Goal of the exercise
Give back the data below word for word. Any image in it should be left out.
======== Record excerpts
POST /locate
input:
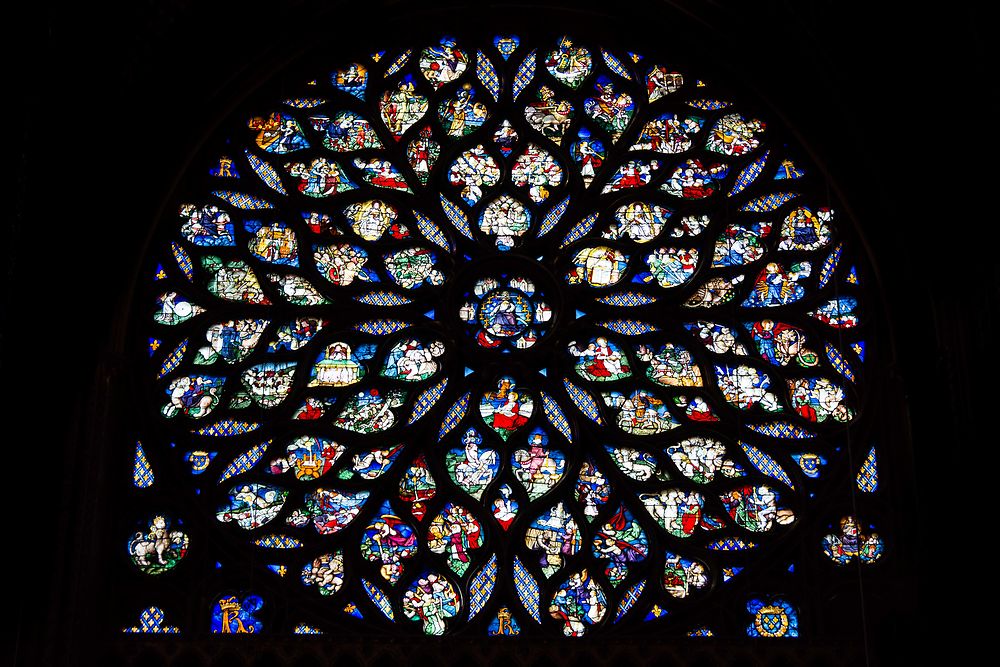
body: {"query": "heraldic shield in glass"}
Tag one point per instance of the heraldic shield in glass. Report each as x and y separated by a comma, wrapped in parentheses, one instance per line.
(495, 338)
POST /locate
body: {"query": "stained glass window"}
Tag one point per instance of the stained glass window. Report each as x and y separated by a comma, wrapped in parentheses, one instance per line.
(502, 337)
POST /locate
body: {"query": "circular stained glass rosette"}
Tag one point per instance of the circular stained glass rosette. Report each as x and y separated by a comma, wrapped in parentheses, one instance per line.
(536, 330)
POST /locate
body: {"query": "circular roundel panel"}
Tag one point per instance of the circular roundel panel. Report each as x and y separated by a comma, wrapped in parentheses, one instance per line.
(505, 337)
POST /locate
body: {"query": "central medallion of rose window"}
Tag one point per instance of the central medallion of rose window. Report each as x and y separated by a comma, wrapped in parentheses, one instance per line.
(506, 310)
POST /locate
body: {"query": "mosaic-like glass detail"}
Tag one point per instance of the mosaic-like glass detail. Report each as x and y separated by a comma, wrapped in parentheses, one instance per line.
(536, 335)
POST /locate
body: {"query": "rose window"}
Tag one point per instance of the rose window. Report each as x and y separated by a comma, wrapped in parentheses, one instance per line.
(499, 338)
================
Problem solution
POST /locate
input:
body: {"query": "heraldic shield in glass"}
Tag one point per instance of the heraldic shield in glass. Report each as x and y separated by a comma, wrapped in parentheses, one instance per line.
(495, 338)
POST /locate
body: {"query": "stained glass window"}
Tag one point per instance of the stained glass window. Report each as x and y separated by a comma, wrapped in parentheses, one instance per line.
(502, 337)
POST /locate
body: {"query": "circular stained glass rosette"}
Tag one point per instance of the circular stained glass rosette. Report each as x and y separated by a comma, wrapped in parentheses, one instance per line.
(536, 330)
POST /locate
body: {"query": "circular roundel panel"}
Tag one point per instance of the circular roundel panel. Report each as x and y separated by a comma, wrapped in parentheses, one instance per line.
(505, 337)
POST /locate
body: {"query": "central medallion of rose window"}
Tag one point per instance of the central medallion of rose window. Report each as x and y separated by a comma, wrapped in parentheses, one instance per line.
(506, 310)
POST /locate
body: {"query": "mosaic-like glass detail"}
Tag one point per instance of the mosaic-like glass detail. Report each as x and y separated by a comma, wrapped in parentheses, one instance per line.
(536, 335)
POST /locate
body: {"query": "rose window"}
Tag one point per instance of the rose window. Report each as x and y separated by a comma, wrapped in parentheses, one instance per line.
(499, 338)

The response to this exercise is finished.